● Task directions:
For the data below, give again exactly the lines from the one containing "Target: pine tree" through the one containing "Target: white porch post", both ends included, and no others.
= = = = =
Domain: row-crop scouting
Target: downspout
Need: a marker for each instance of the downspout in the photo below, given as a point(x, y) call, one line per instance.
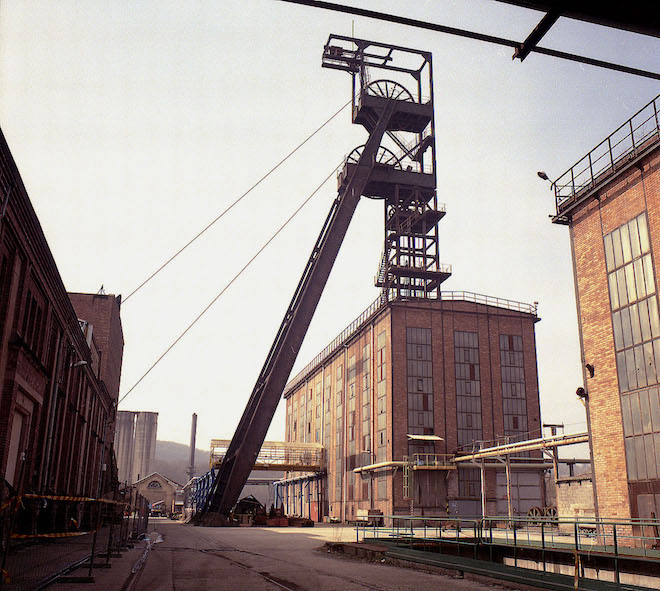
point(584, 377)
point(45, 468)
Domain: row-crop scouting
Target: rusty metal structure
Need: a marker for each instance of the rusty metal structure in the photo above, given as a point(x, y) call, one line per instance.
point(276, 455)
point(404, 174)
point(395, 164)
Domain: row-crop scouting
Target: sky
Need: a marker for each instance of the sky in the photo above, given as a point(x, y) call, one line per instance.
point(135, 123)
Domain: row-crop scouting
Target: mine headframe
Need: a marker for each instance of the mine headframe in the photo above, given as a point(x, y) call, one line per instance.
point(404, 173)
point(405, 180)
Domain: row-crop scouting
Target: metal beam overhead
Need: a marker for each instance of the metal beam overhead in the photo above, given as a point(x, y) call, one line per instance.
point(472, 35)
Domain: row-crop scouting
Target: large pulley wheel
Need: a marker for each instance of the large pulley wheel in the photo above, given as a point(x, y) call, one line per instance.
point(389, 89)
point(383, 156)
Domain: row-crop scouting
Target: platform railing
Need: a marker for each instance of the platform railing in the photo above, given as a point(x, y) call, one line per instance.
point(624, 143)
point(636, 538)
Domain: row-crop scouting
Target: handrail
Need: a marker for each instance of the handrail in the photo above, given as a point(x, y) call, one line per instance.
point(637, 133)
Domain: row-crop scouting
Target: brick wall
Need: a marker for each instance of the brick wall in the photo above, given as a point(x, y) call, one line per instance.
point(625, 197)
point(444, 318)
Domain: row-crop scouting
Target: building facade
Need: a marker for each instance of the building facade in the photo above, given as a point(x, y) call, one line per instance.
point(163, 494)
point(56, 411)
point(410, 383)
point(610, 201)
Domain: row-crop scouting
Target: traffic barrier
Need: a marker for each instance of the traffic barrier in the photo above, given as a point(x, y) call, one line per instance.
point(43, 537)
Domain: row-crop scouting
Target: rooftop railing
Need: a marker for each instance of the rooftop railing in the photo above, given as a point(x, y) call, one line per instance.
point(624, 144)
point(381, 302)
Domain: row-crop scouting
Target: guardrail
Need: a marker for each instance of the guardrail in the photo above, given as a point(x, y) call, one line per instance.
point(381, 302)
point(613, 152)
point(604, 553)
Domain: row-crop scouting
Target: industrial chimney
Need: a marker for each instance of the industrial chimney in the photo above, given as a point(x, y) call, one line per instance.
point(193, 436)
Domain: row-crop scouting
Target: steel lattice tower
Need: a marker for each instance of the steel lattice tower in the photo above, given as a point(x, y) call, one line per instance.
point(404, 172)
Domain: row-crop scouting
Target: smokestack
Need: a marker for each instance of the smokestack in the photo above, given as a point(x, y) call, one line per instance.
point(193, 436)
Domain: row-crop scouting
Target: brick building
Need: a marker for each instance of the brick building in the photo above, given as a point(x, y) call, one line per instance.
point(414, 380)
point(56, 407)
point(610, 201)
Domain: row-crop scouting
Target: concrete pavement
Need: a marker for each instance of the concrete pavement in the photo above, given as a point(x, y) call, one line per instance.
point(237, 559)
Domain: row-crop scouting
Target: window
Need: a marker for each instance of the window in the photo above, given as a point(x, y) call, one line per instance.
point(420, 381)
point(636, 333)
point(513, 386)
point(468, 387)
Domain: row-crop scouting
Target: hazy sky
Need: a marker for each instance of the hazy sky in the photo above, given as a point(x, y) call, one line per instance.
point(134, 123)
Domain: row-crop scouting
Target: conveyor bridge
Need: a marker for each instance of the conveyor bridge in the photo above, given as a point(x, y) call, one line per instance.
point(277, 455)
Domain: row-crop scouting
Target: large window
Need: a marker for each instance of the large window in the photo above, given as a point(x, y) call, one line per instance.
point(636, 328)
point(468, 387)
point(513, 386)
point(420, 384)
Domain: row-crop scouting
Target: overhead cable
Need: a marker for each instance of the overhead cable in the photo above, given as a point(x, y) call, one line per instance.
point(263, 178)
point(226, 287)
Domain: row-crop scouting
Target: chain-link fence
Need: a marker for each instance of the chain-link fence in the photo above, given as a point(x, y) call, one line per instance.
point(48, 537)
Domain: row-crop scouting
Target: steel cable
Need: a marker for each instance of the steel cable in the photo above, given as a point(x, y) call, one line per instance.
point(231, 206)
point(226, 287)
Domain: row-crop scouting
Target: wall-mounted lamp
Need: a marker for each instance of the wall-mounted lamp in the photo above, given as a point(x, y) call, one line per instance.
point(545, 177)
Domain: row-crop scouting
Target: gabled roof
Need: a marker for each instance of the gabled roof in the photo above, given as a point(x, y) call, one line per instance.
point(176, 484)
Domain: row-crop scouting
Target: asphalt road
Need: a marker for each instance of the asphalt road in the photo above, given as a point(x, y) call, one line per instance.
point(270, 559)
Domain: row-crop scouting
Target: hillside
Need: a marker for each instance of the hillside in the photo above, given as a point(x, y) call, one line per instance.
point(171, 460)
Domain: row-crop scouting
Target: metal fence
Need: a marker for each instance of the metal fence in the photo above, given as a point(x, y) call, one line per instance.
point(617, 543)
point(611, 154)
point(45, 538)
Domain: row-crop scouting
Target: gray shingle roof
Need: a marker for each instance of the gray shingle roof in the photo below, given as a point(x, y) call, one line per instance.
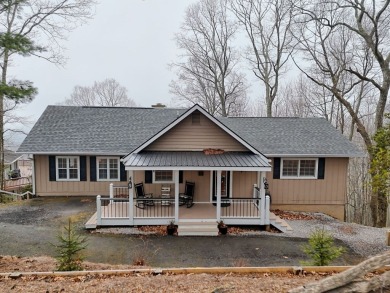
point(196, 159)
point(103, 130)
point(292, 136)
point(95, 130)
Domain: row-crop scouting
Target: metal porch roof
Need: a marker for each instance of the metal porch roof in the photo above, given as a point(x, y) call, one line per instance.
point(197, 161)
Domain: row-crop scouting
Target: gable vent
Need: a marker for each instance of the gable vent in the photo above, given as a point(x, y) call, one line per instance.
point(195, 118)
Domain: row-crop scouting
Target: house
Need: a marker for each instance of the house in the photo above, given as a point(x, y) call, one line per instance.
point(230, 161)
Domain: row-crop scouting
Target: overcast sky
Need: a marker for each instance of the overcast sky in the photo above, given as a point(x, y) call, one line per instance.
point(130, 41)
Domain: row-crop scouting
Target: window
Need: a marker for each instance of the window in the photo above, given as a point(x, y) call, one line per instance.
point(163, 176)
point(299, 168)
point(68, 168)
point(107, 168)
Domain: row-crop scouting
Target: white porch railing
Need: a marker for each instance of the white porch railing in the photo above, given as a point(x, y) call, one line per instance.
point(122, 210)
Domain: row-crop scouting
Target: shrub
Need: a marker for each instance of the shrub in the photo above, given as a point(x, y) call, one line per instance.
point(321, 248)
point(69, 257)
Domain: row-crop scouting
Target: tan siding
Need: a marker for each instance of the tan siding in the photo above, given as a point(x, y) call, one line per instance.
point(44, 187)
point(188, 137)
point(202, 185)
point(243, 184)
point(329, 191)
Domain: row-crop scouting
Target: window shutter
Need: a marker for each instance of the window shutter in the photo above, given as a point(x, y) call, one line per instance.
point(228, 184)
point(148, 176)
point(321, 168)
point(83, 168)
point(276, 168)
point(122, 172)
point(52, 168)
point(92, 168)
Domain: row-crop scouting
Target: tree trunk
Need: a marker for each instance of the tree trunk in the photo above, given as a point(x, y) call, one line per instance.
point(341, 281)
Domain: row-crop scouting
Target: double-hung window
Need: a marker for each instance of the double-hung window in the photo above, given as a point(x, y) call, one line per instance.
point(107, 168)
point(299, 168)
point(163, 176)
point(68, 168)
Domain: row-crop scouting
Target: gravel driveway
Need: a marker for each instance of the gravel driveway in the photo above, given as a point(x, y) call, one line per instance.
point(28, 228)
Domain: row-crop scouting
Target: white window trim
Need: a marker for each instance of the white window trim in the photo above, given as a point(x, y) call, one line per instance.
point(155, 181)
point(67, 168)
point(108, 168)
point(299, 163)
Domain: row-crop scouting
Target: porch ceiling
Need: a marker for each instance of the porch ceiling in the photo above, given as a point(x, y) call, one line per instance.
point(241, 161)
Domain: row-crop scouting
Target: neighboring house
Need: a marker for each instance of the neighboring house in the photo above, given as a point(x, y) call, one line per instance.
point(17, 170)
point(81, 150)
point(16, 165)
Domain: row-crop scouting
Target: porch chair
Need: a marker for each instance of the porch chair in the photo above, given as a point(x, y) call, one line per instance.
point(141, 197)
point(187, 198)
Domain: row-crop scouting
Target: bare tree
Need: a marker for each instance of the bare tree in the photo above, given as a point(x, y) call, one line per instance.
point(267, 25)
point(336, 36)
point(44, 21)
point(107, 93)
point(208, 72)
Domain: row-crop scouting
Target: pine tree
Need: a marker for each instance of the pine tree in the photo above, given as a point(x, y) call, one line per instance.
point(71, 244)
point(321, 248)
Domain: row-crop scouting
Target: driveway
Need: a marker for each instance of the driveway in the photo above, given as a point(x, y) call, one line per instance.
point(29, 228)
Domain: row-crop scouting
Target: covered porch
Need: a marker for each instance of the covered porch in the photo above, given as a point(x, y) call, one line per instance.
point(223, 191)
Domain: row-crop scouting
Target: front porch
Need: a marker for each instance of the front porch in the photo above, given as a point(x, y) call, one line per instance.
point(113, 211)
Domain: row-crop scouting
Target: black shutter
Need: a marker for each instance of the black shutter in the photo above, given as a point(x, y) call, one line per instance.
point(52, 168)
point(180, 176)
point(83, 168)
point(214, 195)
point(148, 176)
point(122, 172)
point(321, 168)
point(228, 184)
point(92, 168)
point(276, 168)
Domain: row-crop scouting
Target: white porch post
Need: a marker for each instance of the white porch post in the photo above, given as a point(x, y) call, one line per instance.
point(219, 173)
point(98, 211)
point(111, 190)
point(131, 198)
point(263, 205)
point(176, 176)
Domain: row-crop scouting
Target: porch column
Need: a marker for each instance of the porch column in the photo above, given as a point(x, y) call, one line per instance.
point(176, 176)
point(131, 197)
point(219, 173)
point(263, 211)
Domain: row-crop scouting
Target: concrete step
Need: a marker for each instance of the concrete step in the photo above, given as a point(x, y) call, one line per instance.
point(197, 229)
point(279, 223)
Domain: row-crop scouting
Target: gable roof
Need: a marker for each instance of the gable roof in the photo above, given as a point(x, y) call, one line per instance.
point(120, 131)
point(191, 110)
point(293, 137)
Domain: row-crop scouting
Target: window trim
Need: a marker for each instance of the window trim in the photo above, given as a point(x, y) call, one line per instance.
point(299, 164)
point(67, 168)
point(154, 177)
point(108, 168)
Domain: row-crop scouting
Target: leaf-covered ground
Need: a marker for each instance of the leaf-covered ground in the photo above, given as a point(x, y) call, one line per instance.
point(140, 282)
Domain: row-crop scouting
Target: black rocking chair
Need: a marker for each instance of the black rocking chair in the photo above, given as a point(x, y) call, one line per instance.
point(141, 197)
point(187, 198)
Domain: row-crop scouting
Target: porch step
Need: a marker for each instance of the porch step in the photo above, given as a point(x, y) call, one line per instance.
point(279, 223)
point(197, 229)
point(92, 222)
= = = = =
● Response to this exercise:
Target: pine tree
Need: a marker for each instance of the pine tree in the photo above, given as a point(x, y) call, one line per instance.
point(71, 244)
point(321, 248)
Domain: row-crop scouting
Target: driveway
Need: a marker for each instance of the driveway in the photo above, given as a point(x, y) call, one line per instance.
point(29, 228)
Domain: row-crop scouting
Target: covered porch
Need: a marker for each instance of the covered porch in the photo above, given as a point(x, y) call, one line per instance.
point(223, 191)
Domain: row-crop scouting
Target: front porch
Need: a marker for each instance of the front porch in the photo above, given as a point(x, y) call, one line per instance.
point(113, 211)
Domain: row-crop scouting
Target: black shutter
Need: a marker for each instance of the black shutter in the photo above, given as a point(x, y) call, one line per instance.
point(52, 168)
point(180, 176)
point(83, 168)
point(214, 195)
point(148, 176)
point(122, 172)
point(321, 168)
point(228, 184)
point(92, 168)
point(276, 168)
Domain: row-crop scouting
Target: white porch post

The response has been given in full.